What you will do → Rewrite the rows from the line that has "Annotation task: mark the turtle head" through the end of the rows, changing "turtle" to "tortoise" and leaving everything else unchanged.

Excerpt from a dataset
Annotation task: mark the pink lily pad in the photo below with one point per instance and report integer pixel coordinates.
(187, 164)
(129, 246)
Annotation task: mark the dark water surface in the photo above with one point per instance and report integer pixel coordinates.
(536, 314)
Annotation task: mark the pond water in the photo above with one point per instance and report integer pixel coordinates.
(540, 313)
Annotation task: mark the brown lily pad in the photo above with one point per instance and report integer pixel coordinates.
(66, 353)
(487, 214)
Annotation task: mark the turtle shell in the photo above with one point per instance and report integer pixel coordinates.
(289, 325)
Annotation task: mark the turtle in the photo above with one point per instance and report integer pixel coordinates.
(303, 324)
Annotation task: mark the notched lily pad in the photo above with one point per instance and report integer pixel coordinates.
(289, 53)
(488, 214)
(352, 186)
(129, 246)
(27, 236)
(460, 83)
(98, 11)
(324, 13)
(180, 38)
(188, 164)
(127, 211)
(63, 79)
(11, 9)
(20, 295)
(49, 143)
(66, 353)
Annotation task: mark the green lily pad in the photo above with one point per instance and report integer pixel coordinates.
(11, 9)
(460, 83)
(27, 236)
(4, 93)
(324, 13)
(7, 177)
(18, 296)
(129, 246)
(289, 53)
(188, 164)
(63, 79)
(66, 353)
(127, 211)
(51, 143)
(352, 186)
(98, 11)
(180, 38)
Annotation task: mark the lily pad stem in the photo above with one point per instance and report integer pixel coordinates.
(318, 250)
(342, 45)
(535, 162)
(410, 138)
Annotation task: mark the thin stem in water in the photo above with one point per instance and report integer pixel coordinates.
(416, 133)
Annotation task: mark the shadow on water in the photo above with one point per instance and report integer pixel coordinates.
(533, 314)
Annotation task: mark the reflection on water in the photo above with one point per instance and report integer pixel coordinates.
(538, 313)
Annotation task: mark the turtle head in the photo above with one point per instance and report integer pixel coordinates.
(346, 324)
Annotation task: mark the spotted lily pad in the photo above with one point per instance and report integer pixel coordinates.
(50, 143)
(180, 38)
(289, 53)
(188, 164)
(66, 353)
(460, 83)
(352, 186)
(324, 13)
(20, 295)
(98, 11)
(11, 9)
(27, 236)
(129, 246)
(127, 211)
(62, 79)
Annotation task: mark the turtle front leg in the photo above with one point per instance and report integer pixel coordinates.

Correct response →
Annotation task: mark the tortoise head in the photo above with one point per instance and report integer pixel coordinates.
(346, 324)
Annotation task: mark the spotted lily pad in the photo above with one point per instance and report integer pixel coordinates.
(50, 143)
(180, 38)
(289, 53)
(188, 164)
(66, 353)
(460, 83)
(352, 186)
(324, 13)
(20, 295)
(98, 11)
(11, 9)
(27, 236)
(129, 246)
(127, 211)
(62, 79)
Annotation task: mark the tortoise front leg in the photo above with one point per instance and report integer pixel coordinates.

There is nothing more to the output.